• Exercise requirements: Without altering anything, output the material below.

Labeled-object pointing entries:
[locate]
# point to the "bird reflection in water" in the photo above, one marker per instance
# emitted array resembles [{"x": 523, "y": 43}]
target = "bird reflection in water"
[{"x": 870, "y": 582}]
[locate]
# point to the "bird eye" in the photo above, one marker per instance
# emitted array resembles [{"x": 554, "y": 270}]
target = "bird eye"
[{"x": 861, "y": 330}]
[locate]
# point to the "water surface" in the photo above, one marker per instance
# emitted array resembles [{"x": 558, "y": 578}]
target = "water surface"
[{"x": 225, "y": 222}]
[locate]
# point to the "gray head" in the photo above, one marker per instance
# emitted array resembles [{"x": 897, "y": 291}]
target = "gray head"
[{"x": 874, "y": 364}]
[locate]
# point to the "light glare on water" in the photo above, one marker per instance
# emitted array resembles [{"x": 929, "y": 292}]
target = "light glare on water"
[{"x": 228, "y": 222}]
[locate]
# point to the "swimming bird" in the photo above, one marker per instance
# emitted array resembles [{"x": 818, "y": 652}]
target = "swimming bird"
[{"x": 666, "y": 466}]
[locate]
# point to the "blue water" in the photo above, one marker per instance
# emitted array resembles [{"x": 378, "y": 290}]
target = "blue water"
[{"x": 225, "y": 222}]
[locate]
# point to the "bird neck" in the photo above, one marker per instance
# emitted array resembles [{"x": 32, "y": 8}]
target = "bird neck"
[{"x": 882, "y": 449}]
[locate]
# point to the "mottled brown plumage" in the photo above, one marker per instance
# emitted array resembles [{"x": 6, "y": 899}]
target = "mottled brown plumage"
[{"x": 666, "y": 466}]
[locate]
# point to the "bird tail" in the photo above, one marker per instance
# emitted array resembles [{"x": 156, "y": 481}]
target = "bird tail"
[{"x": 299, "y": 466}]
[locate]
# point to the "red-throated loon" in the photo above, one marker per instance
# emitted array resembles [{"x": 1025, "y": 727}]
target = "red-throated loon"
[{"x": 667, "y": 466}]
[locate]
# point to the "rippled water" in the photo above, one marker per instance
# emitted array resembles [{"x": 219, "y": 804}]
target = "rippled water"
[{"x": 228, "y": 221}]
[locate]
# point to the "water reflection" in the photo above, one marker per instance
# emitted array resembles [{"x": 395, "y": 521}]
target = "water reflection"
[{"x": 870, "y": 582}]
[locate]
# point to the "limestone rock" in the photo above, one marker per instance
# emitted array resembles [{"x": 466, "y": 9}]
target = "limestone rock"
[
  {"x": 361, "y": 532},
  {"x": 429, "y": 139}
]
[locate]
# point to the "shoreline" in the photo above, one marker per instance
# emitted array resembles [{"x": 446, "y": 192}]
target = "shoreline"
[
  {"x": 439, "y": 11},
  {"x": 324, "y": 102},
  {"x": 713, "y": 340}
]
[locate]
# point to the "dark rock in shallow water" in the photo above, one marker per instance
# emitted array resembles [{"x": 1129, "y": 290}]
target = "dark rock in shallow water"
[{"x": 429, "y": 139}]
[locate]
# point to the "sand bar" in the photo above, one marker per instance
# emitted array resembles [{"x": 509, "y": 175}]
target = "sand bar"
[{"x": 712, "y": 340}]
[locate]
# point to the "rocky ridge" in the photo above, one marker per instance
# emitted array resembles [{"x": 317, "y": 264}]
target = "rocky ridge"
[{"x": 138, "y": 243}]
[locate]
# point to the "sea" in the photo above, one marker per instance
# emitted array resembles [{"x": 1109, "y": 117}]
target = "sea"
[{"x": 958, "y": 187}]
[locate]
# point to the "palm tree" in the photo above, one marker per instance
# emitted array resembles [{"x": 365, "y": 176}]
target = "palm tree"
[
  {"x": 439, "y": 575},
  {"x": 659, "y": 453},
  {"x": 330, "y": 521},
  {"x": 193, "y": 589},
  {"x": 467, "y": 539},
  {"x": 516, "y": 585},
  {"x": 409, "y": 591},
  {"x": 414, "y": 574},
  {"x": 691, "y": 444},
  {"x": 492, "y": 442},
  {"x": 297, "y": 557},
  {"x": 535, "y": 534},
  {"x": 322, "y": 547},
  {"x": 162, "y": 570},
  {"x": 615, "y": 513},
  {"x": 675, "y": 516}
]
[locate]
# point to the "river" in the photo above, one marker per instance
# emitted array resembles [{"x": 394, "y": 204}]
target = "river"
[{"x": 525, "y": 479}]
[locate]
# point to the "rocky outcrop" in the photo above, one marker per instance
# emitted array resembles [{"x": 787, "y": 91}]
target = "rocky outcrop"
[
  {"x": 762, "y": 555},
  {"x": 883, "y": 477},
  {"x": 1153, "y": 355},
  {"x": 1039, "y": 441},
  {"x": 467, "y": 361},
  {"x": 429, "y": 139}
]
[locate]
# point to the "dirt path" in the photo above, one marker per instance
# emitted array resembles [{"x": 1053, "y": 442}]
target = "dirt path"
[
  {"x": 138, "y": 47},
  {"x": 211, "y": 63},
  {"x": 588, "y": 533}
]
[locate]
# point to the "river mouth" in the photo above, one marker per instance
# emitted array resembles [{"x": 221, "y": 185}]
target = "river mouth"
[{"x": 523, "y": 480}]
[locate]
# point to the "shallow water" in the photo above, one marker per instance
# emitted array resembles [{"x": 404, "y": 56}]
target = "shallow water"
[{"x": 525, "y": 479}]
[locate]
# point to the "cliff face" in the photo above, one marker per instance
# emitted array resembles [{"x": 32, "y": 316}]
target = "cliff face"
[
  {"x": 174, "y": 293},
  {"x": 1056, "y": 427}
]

• Full response:
[locate]
# point to the "bird reflection in water" in the photo above, one marker per instance
# emitted array resembles [{"x": 523, "y": 43}]
target = "bird reflection in water"
[{"x": 870, "y": 582}]
[locate]
# point to the "bird eye" in the photo above, one marker per instance
# emitted array resembles [{"x": 554, "y": 270}]
target = "bird eye"
[{"x": 861, "y": 330}]
[locate]
# point to the "water surface" in the photo above, one marker per instance
# emitted array resembles [{"x": 558, "y": 578}]
target = "water surface"
[{"x": 225, "y": 222}]
[locate]
# point to the "gray head" in the photo above, one marker per instance
# emitted array resembles [{"x": 897, "y": 291}]
target = "gray head"
[{"x": 874, "y": 364}]
[locate]
# point to the "light glare on water" in the photo above, one marker per instance
# emitted array resembles [{"x": 929, "y": 292}]
target = "light glare on water"
[{"x": 228, "y": 222}]
[locate]
# point to the "swimming bird" in the photo above, one marker per instance
# emitted array resembles [{"x": 818, "y": 652}]
target = "swimming bird"
[{"x": 666, "y": 466}]
[locate]
# point to the "blue water" in the photo above, one marker per instance
# emitted array resembles [{"x": 378, "y": 290}]
target = "blue water"
[{"x": 225, "y": 222}]
[locate]
# point to the "bird neck" in the photo above, one marker per instance
# emitted array resembles [{"x": 32, "y": 8}]
target = "bird neck"
[{"x": 882, "y": 449}]
[locate]
# point to the "mottled brown plumage" in the photo above, one marker per instance
# emitted array resembles [{"x": 6, "y": 899}]
target = "mottled brown plumage"
[{"x": 666, "y": 466}]
[locate]
# point to the "bird tail" in the photo above, one marker per instance
# emitted array resembles [{"x": 156, "y": 481}]
target = "bird tail"
[{"x": 299, "y": 466}]
[locate]
# point to the "red-throated loon" in the photo above, one marker per instance
# emitted array resembles [{"x": 1025, "y": 727}]
target = "red-throated loon"
[{"x": 667, "y": 466}]
[locate]
# point to the "rippled water" in the photo above, one marker per instance
# emitted array resembles [{"x": 219, "y": 804}]
target = "rippled water"
[{"x": 228, "y": 221}]
[locate]
# point to the "water reflection" in the photo above, one marker per instance
# emitted array resembles [{"x": 395, "y": 521}]
target = "water reflection"
[{"x": 870, "y": 582}]
[locate]
# point to the "limestone rock" in the photo above, one marker per instance
# emitted array resembles [{"x": 466, "y": 9}]
target = "limestone rock"
[
  {"x": 361, "y": 532},
  {"x": 429, "y": 139}
]
[locate]
# point to the "shoreline" in the photo above, one marker per instance
# emitted array resembles [{"x": 446, "y": 192}]
target = "shoreline"
[
  {"x": 439, "y": 11},
  {"x": 324, "y": 102},
  {"x": 713, "y": 340}
]
[locate]
# point to the "dark rock in shallow water" in the photo above, one marker per instance
# emitted array resembles [{"x": 1129, "y": 290}]
target = "dark rock in shallow water"
[{"x": 429, "y": 139}]
[locate]
# point to the "sand bar" in the photo above, one marker per instance
# emitted array resembles [{"x": 509, "y": 175}]
target = "sand bar"
[{"x": 712, "y": 340}]
[locate]
# point to the "rocky ridge" in the photo above, one marker per instance
# emitted array resembles [{"x": 317, "y": 264}]
target = "rocky ridge"
[{"x": 138, "y": 243}]
[locate]
# point to the "sea" in the photo above, one marker per instance
# emitted array resembles [{"x": 1109, "y": 117}]
target = "sea"
[{"x": 958, "y": 187}]
[locate]
# point to the "palm tree" in the photo above, one marker per instance
# emitted array resembles [{"x": 365, "y": 176}]
target = "palm tree"
[
  {"x": 439, "y": 575},
  {"x": 659, "y": 453},
  {"x": 330, "y": 521},
  {"x": 193, "y": 589},
  {"x": 467, "y": 539},
  {"x": 516, "y": 585},
  {"x": 409, "y": 591},
  {"x": 414, "y": 574},
  {"x": 691, "y": 444},
  {"x": 492, "y": 442},
  {"x": 297, "y": 557},
  {"x": 535, "y": 534},
  {"x": 322, "y": 547},
  {"x": 162, "y": 570},
  {"x": 615, "y": 513},
  {"x": 675, "y": 516}
]
[locate]
# point to the "river" in the photo above, one marker per instance
# emitted array resembles [{"x": 394, "y": 204}]
target = "river"
[{"x": 525, "y": 479}]
[locate]
# point to the "rocky outcrop" in the photo above, one marker per instance
# emitted array resembles [{"x": 787, "y": 91}]
target = "rocky outcrop"
[
  {"x": 762, "y": 555},
  {"x": 883, "y": 477},
  {"x": 1153, "y": 355},
  {"x": 1039, "y": 441},
  {"x": 467, "y": 361},
  {"x": 429, "y": 139}
]
[locate]
# point to the "dirt path" in the photo above, one marker per instance
# emitted array resembles [{"x": 1053, "y": 442}]
target = "dirt path"
[
  {"x": 138, "y": 47},
  {"x": 211, "y": 63},
  {"x": 588, "y": 533}
]
[locate]
# point to the "river mouth" in the photo above, one marker per instance
# emitted array resembles [{"x": 221, "y": 185}]
target = "river mouth"
[{"x": 523, "y": 480}]
[locate]
# point to the "shallow water" in the photo above, one marker per instance
# emitted array resembles [{"x": 404, "y": 56}]
target = "shallow water"
[{"x": 525, "y": 479}]
[locate]
# point to the "cliff face" in the photo above, one marker per instance
# emitted array resembles [{"x": 32, "y": 316}]
target = "cliff face"
[
  {"x": 174, "y": 293},
  {"x": 1056, "y": 427}
]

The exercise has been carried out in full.